Exercise directions =>
In the lines that follow, switch every "Mark each one with a point" to "Mark each one with a dot" and keep everything else the same.

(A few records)
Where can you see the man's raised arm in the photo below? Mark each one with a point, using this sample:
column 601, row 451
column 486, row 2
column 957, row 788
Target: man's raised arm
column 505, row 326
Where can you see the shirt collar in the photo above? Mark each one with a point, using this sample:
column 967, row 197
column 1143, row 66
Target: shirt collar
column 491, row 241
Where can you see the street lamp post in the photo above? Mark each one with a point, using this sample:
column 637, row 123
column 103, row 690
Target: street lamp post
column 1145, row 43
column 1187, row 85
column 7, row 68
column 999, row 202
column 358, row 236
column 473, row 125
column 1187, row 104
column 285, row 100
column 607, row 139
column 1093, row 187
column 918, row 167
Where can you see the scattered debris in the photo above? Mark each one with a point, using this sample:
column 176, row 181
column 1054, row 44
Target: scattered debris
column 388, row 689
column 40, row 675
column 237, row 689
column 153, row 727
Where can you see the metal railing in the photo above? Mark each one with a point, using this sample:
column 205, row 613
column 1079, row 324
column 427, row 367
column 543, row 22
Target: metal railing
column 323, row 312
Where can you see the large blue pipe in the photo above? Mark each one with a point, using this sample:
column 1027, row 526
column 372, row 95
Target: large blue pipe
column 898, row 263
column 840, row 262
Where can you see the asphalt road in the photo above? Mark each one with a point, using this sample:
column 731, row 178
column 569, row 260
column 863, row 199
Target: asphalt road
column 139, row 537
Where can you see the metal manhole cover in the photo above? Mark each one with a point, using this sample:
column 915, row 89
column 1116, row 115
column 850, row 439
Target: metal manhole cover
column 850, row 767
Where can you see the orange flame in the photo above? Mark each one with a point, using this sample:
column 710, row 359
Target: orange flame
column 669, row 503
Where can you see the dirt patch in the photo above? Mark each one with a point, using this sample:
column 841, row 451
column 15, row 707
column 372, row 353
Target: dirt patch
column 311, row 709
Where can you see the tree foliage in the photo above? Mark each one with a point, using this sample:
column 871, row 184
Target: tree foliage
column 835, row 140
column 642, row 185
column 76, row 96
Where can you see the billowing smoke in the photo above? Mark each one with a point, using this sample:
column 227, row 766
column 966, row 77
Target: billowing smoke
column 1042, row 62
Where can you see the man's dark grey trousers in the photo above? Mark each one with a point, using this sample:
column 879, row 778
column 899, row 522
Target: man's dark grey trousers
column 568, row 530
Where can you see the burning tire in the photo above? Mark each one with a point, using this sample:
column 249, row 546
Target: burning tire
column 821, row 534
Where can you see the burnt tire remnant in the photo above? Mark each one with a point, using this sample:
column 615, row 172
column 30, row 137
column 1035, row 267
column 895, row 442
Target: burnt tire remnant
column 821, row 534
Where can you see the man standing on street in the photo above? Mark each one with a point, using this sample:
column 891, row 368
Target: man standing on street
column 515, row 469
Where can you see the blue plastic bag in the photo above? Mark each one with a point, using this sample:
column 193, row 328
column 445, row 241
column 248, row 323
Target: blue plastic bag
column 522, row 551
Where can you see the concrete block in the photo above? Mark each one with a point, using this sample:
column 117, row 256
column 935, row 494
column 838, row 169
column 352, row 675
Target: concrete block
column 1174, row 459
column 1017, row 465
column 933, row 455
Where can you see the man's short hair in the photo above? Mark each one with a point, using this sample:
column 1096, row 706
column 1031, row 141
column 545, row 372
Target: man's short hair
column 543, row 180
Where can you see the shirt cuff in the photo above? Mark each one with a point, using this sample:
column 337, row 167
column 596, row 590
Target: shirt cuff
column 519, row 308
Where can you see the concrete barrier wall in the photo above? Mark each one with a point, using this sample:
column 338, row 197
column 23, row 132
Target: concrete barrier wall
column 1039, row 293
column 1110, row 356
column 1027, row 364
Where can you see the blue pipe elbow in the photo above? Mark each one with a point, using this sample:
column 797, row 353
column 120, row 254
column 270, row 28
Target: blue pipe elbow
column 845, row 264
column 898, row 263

Task output =>
Where can you see the man's raised arm in the photo below? Mark each one with a dot, using this sample:
column 601, row 451
column 486, row 2
column 957, row 788
Target: man's raised arm
column 505, row 326
Where can you see the shirt collar in the photo above? Mark each one with a dot, using this sample:
column 967, row 197
column 1143, row 66
Target: shirt collar
column 491, row 241
Where can you see the street lamp post in the photo above? Mark each one with a dot, using this sample:
column 637, row 123
column 103, row 690
Target: street lamp post
column 1145, row 43
column 1187, row 85
column 7, row 68
column 999, row 202
column 358, row 236
column 473, row 125
column 1187, row 104
column 285, row 100
column 607, row 139
column 1093, row 187
column 918, row 167
Where can you see the scattered debris in the photo above? Mark each one with a dot, using this sample:
column 176, row 181
column 1054, row 44
Target: scattered debris
column 388, row 689
column 40, row 675
column 237, row 689
column 153, row 727
Where can you see the metal railing in the photo above? Mark each one with a dot, using this sample:
column 205, row 613
column 1079, row 324
column 427, row 367
column 543, row 22
Target: metal railing
column 323, row 312
Where can you see the large blue pipe in the photo above? Mark each one with a dot, using this sample:
column 1027, row 526
column 372, row 95
Target: large blue pipe
column 898, row 263
column 840, row 262
Where can you see the asphalt road in the photo above? Mark each one with a dot, using this sample:
column 731, row 178
column 569, row 260
column 863, row 199
Target: asphalt road
column 139, row 537
Where can you see the metal manhole cover in the photo above? Mark each one with a dot, using this sample:
column 915, row 89
column 1116, row 115
column 850, row 439
Target: metal manhole cover
column 850, row 767
Where can you see the orange flame in the photo above? Mark each one with a dot, using this sample:
column 710, row 359
Target: orange flame
column 669, row 503
Where can you see the dirt patch in the photo above? Mark each one with a dot, using this sample:
column 841, row 451
column 15, row 707
column 372, row 353
Target: dirt patch
column 311, row 709
Where can you see the tree foliage in the photo above? Mark each one with a dot, using this sample:
column 871, row 184
Target: tree foliage
column 835, row 140
column 642, row 185
column 76, row 96
Where can you see the billowing smoke in the photo above? Mark each one with a dot, using this sample:
column 227, row 766
column 966, row 77
Target: billowing smoke
column 1042, row 62
Where can you see the man's dark grey trousers in the photo above? Mark each one with a dot, using this sample:
column 879, row 778
column 899, row 522
Target: man's dark grey trousers
column 568, row 530
Where can you see the burning tire in the photo above? Mark each one with a dot, using this sample:
column 249, row 546
Target: burning tire
column 821, row 534
Where can you see the burnt tire remnant in the photo above? Mark each one with a dot, using this sample:
column 615, row 172
column 30, row 137
column 1035, row 267
column 895, row 442
Target: burnt tire remnant
column 821, row 534
Where can you see the man standing on street in the photo above? Mark each one with a dot, using this sample:
column 891, row 368
Target: man standing on street
column 515, row 469
Where can you see the blue plastic bag in the photo above? Mark each one with a dot, using this sample:
column 193, row 328
column 445, row 241
column 248, row 323
Target: blue plastic bag
column 522, row 551
Where can you see the concrete block in the photo above? Mark each one with a dot, using this sample:
column 117, row 256
column 935, row 494
column 838, row 169
column 352, row 675
Target: concrete block
column 1174, row 459
column 1017, row 465
column 933, row 455
Where can you see the man's short hair in the photo above? Mark each one with a dot, using this sample:
column 1096, row 706
column 1031, row 141
column 545, row 372
Target: man's short hair
column 543, row 180
Where can you see the shirt cuff in the photo above? Mark each one with a dot, using this sample:
column 337, row 167
column 596, row 590
Target: shirt cuff
column 519, row 308
Where can you see the concrete barrier wall in the photo above? Mark each one with a dot, using this sample:
column 338, row 197
column 23, row 132
Target: concrete barrier wall
column 1039, row 293
column 1110, row 356
column 1027, row 364
Where can you see the blue pipe elbow in the photo above? Mark each one with a dot, using this sample:
column 797, row 353
column 120, row 254
column 270, row 28
Target: blue pipe elbow
column 845, row 264
column 898, row 263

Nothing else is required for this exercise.